SOURCE TEXT —
<<<<

Most good line clearance guys are not lazy but many get screwed around by management that they become rebels to the system. I have been both and have removed miles of overhang, vines and dealt with all kinds of people so I know where you are coming from.
It is the good guy that get the worst end of the stick in my experience. Nepotism is the root cause of it too!


----------



## Bigus Termitius (Jul 10, 2009)

Here, here, those line guys are just a bunch of lazy, worthless, good for nothing, no good bums. :spam:

Down with the ABCs of the world, up with the real utility treemen! 

Hey Mckee, get a truck number and call the power company. The power company wants cheap labor, but nothing sets them off like finding out they aren't getting anything for it.


----------



## fishercat (Jul 10, 2009)

*i'd never lie to ya!*



mckeetree said:


> By George you are right. Their website is www.abctree.com. It is a 100% Mexican deal. No gringos getting in on that deal.



i maybe wrong once in an iceage,but i'll never lie.


----------



## Bigus Termitius (Jul 10, 2009)

Rookie1 said:


> Why would you want to rat out some guys makin a living. How would you like it if someone snitched on you for taking a break?



Nobody wants to rat out some guys for makin a living.

Dorkin around all day ain't making a living, it's theft.

I've been snitched out for takin a break. I've had them call in and say I was sitting for an hour when it was ten minutes. I've had them say I sat in the neighbor's yard for 30 min, when I was going through saws. You name it, but when the system forester shows up undercover to observe, he finds us getting it done as expected.

He feels funny about it some, but I said not to worry, do it anytime and if you see something you don't like, tell me.

Power costs to keep it reliable. I know what goes into it and I cut that check every month with no remorse. People think it ought to come to their door for peanuts, so now they'll take a pot shot any and every chance they get. Have at it! It's merely reflective of their personal failure usually.


----------



## Rookie1 (Jul 10, 2009)

Jealous people do stuff like that. I doubt the rates go up cause some tree cutters are dorking off. But somebody sees that and gets jealous because they cant do it. What is the wages those guys are making. I keep hearing cheap. If you were making 8.75 would you bust your hump. I dont think so.


----------



## mckeetree (Jul 10, 2009)

>>>>

REQUIRED TASK — From the forum thread on line clearance crews, reproduce word for word the passage between "## Rookie1 (Jul" and "dont think so.", inclusive.

DATASET —
<<<<

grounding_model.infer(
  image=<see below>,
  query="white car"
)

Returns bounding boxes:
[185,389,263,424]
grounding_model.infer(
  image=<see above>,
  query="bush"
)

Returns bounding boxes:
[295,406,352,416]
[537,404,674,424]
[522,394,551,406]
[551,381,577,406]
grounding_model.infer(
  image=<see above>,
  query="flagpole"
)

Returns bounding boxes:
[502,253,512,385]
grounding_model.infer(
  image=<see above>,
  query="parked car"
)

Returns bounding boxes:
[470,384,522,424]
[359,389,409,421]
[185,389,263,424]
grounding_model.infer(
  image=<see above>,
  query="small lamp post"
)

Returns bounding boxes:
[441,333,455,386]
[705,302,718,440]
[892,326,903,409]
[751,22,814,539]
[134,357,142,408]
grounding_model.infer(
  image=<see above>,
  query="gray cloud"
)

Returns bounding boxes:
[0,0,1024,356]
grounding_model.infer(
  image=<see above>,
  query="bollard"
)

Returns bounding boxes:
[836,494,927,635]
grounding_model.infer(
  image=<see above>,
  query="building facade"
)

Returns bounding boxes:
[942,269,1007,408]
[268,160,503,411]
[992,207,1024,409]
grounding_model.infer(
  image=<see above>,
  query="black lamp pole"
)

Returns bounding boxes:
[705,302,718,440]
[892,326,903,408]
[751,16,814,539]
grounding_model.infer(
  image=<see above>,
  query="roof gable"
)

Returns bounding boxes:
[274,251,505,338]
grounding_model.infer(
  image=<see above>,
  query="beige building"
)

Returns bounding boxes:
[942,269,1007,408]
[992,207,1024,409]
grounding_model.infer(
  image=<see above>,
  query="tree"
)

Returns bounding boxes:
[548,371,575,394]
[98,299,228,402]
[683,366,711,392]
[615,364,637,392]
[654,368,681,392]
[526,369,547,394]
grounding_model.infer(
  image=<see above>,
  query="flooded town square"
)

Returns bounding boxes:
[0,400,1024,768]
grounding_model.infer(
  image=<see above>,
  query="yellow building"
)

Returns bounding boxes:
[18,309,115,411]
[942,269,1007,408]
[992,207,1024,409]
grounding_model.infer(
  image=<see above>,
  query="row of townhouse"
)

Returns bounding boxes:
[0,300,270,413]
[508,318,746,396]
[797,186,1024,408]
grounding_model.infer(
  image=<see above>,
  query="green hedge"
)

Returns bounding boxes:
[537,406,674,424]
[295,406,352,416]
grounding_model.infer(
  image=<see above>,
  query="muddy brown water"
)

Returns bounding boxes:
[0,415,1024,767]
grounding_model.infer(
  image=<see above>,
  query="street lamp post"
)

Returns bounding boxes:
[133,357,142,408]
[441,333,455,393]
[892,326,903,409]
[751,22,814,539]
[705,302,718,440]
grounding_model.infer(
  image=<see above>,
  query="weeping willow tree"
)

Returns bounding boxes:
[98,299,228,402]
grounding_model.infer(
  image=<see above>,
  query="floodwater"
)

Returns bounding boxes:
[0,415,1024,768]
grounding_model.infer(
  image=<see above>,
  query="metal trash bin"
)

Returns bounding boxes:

>>>>

THE RESULT —
## Rookie1 (Jul 10, 2009)

Jealous people do stuff like that. I doubt the rates go up cause some tree cutters are dorking off. But somebody sees that and gets jealous because they cant do it. What is the wages those guys are making. I keep hearing cheap. If you were making 8.75 would you bust your hump. I dont think so.